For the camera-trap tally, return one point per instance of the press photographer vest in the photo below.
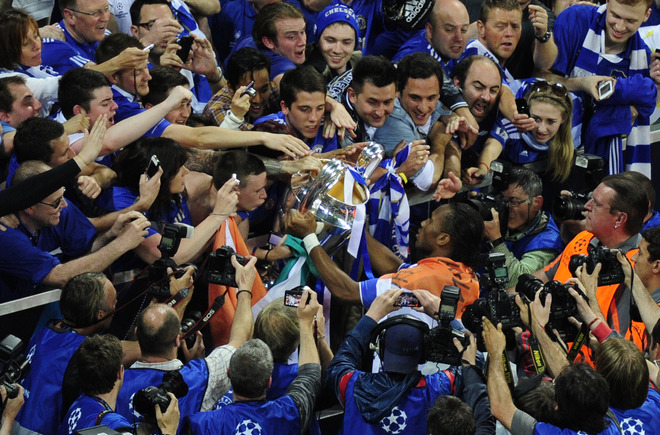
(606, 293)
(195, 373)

#####

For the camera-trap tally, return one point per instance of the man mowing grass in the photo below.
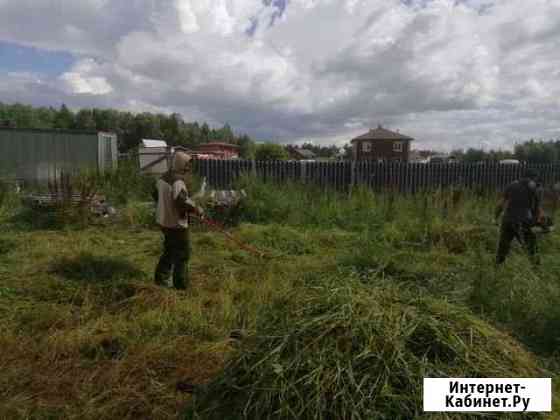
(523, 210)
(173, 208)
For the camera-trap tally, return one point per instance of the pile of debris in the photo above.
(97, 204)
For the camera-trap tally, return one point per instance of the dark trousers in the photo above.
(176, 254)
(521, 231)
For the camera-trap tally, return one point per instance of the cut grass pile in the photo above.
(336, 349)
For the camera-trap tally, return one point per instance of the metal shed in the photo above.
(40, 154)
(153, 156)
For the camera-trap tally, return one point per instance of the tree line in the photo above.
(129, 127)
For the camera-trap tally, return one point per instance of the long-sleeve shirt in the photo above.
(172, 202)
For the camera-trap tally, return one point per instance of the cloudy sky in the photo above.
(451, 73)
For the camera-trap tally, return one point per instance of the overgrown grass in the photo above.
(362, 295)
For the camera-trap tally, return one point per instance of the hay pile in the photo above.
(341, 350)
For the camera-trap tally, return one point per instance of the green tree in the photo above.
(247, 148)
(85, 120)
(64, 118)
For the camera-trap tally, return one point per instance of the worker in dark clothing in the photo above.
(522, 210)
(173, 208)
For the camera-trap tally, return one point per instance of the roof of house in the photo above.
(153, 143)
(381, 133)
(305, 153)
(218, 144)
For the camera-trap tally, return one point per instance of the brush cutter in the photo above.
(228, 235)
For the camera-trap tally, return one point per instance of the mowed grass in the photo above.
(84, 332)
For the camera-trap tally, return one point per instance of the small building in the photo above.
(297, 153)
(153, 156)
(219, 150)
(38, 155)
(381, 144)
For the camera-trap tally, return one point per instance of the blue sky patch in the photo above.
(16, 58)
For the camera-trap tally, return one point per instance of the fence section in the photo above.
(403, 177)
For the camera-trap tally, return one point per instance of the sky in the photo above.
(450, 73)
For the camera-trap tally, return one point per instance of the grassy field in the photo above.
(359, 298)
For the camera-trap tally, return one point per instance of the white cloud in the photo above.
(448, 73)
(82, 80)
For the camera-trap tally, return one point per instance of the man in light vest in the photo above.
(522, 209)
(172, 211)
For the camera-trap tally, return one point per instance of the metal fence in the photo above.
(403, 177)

#####

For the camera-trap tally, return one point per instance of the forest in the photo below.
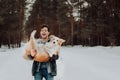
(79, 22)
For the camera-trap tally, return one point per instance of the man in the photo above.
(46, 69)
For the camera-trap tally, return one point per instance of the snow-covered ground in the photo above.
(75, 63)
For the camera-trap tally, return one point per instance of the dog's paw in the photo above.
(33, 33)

#####

Count the lines in the data above that contain the string "below", with case significant, and give only that number.

# Completed exercise:
3